PROVIDED ENTRIES:
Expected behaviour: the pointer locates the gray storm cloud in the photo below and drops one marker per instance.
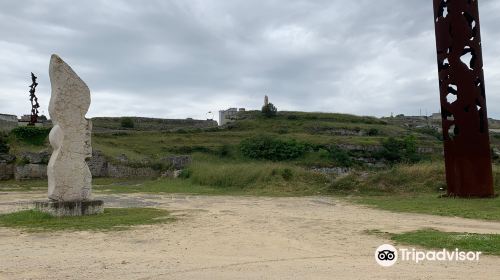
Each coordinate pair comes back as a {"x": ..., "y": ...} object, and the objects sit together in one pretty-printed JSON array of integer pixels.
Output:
[{"x": 179, "y": 59}]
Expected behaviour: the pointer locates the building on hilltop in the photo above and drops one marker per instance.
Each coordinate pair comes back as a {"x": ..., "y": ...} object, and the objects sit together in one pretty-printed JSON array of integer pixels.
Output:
[
  {"x": 8, "y": 118},
  {"x": 7, "y": 122},
  {"x": 229, "y": 115}
]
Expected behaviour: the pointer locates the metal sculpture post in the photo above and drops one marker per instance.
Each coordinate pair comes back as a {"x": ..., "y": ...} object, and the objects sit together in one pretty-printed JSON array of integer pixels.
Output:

YOUR ASSIGNMENT:
Filter the records, keeping only lines that contain "above", and show those lines.

OUTPUT FOR THIS EXERCISE:
Expected behaviour: the pointer locates the building on hilltop in the photo above and drops one marker per instance.
Expected behaviour: the pointer locates the metal sculpture post in the photo above and drops one marker per instance.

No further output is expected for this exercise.